• _Selection_:
§

### Group C
- Campos, Joshua
- Halili, Gesara
- Nwuzor, Chisom
- Tran, Quynh

# Data Science Project 2020

In this project, we will be tackling a supervised classification problem using the data from the Kaggle competition "[Two Sigma Connect: Rental Listing Inquiries](https://www.kaggle.com/c/two-sigma-connect-rental-listing-inquiries)". Our task will be to classify rental listing inquiries, and predict how much interest they will receive according to three categories: Low, Medium and High. 

For this project, we will be using three different models, and comparing their performance to find the best one for this specific task. The models will be:
- Regularized Linear Models
- Trees
- Random Forests

Our classification problem will be composed of various sections: 
- Preparation & Exploratory Data Analysis
- Data Preprocessing & Feature Engineering
- Model Performance & Hyper-Parameter Tuning
- Prediction Explanation & Story Telling

## Preparation & Exploratory Data Analysis

### Importing the libraries

The first thing we have to do is to import all the libraries that we will be using for our project, which include the typical libraries for data science, such as Numpy, Pandas, Matplotlib, and Scikit-Learn, among others.

§

Location annotation dataset excerpts
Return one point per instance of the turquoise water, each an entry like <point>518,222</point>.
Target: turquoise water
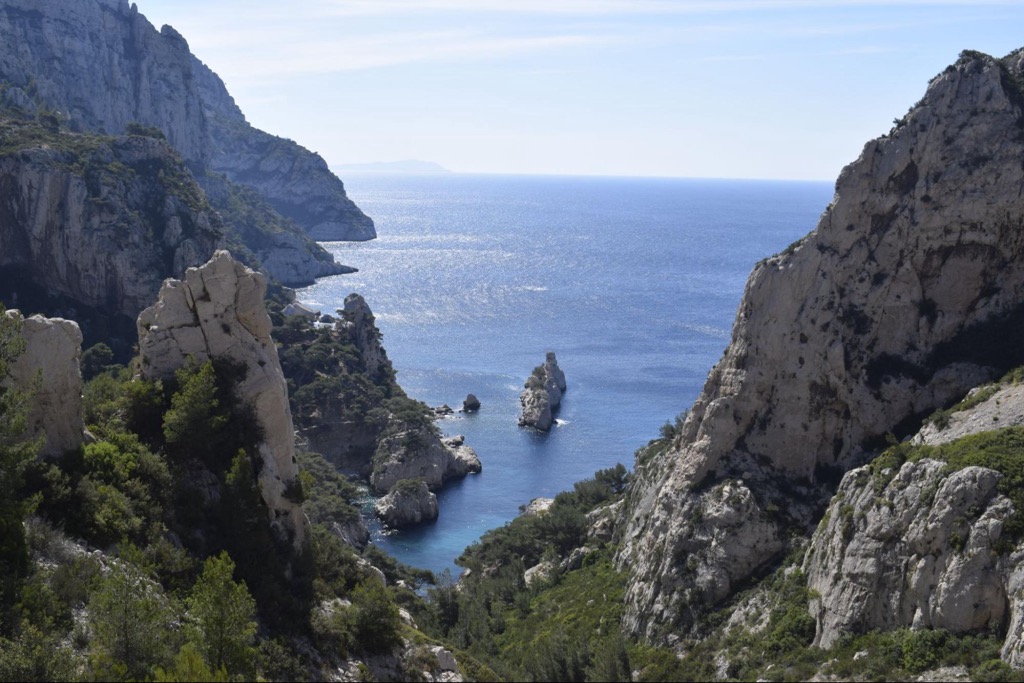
<point>633,283</point>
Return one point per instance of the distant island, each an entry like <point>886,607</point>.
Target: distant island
<point>407,166</point>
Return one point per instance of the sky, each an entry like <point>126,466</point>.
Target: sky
<point>781,89</point>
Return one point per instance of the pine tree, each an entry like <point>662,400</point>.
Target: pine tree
<point>223,616</point>
<point>131,622</point>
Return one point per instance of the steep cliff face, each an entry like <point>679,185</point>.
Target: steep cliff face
<point>905,295</point>
<point>217,312</point>
<point>104,66</point>
<point>929,535</point>
<point>100,220</point>
<point>48,370</point>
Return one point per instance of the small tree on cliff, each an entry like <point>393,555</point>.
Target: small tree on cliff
<point>224,619</point>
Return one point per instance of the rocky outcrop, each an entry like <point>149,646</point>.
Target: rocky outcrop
<point>542,394</point>
<point>985,408</point>
<point>914,547</point>
<point>353,532</point>
<point>116,69</point>
<point>48,371</point>
<point>358,323</point>
<point>410,502</point>
<point>99,220</point>
<point>905,295</point>
<point>217,312</point>
<point>419,454</point>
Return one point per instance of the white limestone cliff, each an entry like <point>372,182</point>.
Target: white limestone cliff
<point>406,505</point>
<point>900,300</point>
<point>542,394</point>
<point>217,311</point>
<point>48,371</point>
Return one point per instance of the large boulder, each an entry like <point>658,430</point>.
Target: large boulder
<point>48,370</point>
<point>216,312</point>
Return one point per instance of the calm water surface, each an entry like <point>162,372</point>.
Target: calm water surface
<point>633,283</point>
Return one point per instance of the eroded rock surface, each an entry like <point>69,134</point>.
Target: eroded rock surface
<point>217,311</point>
<point>914,547</point>
<point>116,69</point>
<point>109,236</point>
<point>900,300</point>
<point>542,394</point>
<point>49,371</point>
<point>410,502</point>
<point>419,454</point>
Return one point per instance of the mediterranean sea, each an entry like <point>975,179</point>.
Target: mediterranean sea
<point>634,283</point>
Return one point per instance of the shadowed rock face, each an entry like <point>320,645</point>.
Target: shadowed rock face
<point>104,66</point>
<point>215,312</point>
<point>108,236</point>
<point>905,295</point>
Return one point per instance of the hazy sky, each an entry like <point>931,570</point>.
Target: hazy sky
<point>698,88</point>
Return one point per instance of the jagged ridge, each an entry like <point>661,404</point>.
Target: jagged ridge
<point>905,295</point>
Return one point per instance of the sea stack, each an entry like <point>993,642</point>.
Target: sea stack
<point>217,312</point>
<point>471,403</point>
<point>542,394</point>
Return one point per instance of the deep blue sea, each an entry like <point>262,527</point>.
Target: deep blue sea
<point>634,283</point>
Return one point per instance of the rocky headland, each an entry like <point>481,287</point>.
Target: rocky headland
<point>905,296</point>
<point>119,73</point>
<point>410,502</point>
<point>48,370</point>
<point>542,394</point>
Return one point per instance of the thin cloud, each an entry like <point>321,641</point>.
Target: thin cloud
<point>599,7</point>
<point>317,55</point>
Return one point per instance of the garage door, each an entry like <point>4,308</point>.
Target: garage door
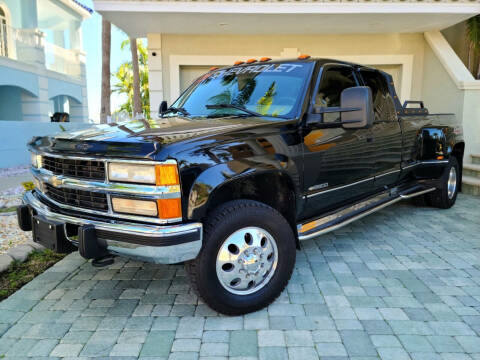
<point>190,73</point>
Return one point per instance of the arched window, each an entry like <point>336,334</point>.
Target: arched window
<point>3,33</point>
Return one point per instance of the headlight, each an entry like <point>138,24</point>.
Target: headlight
<point>136,173</point>
<point>163,175</point>
<point>139,207</point>
<point>36,160</point>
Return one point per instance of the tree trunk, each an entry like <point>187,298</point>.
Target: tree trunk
<point>137,100</point>
<point>105,97</point>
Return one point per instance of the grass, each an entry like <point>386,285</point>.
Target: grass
<point>19,274</point>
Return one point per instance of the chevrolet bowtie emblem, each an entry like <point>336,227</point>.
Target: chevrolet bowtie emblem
<point>55,181</point>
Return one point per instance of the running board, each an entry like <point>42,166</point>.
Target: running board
<point>354,212</point>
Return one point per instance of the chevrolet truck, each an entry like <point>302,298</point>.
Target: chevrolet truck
<point>249,161</point>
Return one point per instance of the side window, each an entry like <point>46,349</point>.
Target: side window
<point>382,101</point>
<point>334,80</point>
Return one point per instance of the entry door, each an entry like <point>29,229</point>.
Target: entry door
<point>387,134</point>
<point>339,163</point>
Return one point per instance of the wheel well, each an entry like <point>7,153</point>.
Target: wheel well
<point>458,151</point>
<point>274,190</point>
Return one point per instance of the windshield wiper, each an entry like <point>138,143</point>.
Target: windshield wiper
<point>180,110</point>
<point>234,106</point>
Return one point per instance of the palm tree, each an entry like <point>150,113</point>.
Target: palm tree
<point>137,100</point>
<point>473,39</point>
<point>105,97</point>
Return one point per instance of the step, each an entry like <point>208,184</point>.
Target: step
<point>475,158</point>
<point>471,170</point>
<point>471,185</point>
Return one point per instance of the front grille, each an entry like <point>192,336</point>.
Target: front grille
<point>85,169</point>
<point>78,198</point>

§

• _List of tasks_:
[1] List the sections that the project description says the classification problem will be composed of.
[2] Return the passage of the project description that starts at the words "In this project, we" and ends after the words "Medium and High.".

• _Answers to the exercises_:
[1]
- Preparation & Exploratory Data Analysis
- Data Preprocessing & Feature Engineering
- Model Performance & Hyper-Parameter Tuning
- Prediction Explanation & Story Telling

[2]
In this project, we will be tackling a supervised classification problem using the data from the Kaggle competition "[Two Sigma Connect: Rental Listing Inquiries](https://www.kaggle.com/c/two-sigma-connect-rental-listing-inquiries)". Our task will be to classify rental listing inquiries, and predict how much interest they will receive according to three categories: Low, Medium and High.